### REQUIRED TASK
Set the listing down again in full, word for word, with the pictures left out.

== == ==

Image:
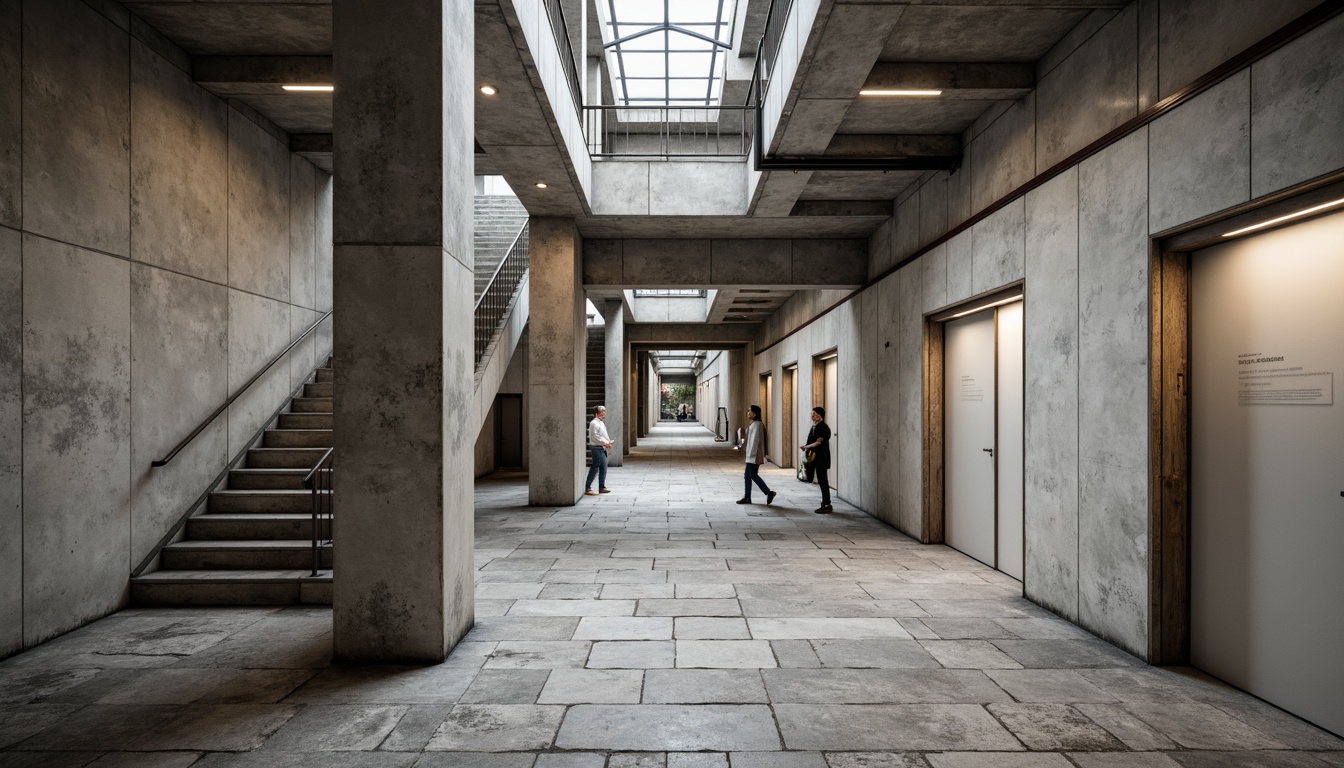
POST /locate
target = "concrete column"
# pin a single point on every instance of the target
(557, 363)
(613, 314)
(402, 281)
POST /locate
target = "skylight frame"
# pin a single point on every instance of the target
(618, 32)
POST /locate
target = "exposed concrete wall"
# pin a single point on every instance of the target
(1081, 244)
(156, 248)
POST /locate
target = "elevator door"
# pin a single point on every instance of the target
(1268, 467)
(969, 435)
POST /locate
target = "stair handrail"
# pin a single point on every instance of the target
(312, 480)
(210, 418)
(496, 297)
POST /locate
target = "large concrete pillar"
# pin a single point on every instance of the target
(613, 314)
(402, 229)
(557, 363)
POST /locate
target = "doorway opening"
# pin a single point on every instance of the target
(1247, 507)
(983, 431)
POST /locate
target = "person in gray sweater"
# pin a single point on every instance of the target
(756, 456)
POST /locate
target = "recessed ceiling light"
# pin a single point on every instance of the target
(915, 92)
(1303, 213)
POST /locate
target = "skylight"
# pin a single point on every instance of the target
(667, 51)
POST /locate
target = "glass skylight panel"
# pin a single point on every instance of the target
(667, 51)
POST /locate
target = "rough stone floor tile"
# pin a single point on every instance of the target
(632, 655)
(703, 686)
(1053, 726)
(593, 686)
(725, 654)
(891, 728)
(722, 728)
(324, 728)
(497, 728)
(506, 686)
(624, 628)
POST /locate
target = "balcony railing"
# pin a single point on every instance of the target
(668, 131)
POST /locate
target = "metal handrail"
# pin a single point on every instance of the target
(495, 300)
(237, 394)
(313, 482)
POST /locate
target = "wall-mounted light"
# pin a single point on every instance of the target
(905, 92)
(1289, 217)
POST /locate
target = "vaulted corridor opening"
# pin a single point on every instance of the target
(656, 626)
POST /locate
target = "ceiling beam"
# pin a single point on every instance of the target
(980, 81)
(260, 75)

== == ==

### TASK RESULT
Image:
POST /locate
target = "concrete column"
# pin a single point on every instance of the target
(557, 363)
(613, 314)
(402, 281)
POST /locate
target = "skylight frame"
# pin a single point on every instance of the target
(618, 32)
POST /locate
target = "exposed concrete wall"
# pin a single point on every instance of the target
(1081, 244)
(156, 248)
POST /locate
target = "elevator door"
# pin a single point on every instance of the target
(1268, 467)
(969, 435)
POST /locate
target = "stair handrail"
# pin a single point on every instance of the target
(312, 480)
(210, 418)
(496, 297)
POST /locate
target = "large concrete pillar"
# pin a single point on every instance of the target
(613, 314)
(402, 229)
(557, 363)
POST /locate
target = "doorway opening"
# pin a single point on every instance of the target
(1247, 507)
(983, 431)
POST /locate
target = "person in gray sweater"
# pin a single point on every instance of the target
(756, 456)
POST /locate
target = "recessed ceiling light"
# pin a single point on every instance of the target
(915, 92)
(1303, 213)
POST /locate
target = "skylight"
# pin a single point on every instance of the target
(667, 51)
POST /locate
target = "glass skylight panel"
# pin a single point on every instance of the target
(667, 51)
POST /locate
target = "rough stone floor tile"
# pin a single point on every instance of the target
(632, 655)
(703, 686)
(1053, 726)
(593, 686)
(725, 654)
(891, 728)
(722, 728)
(324, 728)
(497, 728)
(506, 686)
(624, 628)
POST /locate
target = "balcony railing"
# pin a single point on every instance of the target
(668, 131)
POST /locate
target = "metal handrail"
# pin a single point on every instance of the target
(495, 300)
(237, 394)
(313, 482)
POST /locate
target = "wall-mounted light"
# pin a single point on every instance of the target
(905, 92)
(1289, 217)
POST /locate
target = "vaulted corridor opening"
# pin a single point on every instance of the target
(656, 626)
POST /locate
target = "ceiling beam"
# pin a single point on every instance of the target
(980, 81)
(260, 75)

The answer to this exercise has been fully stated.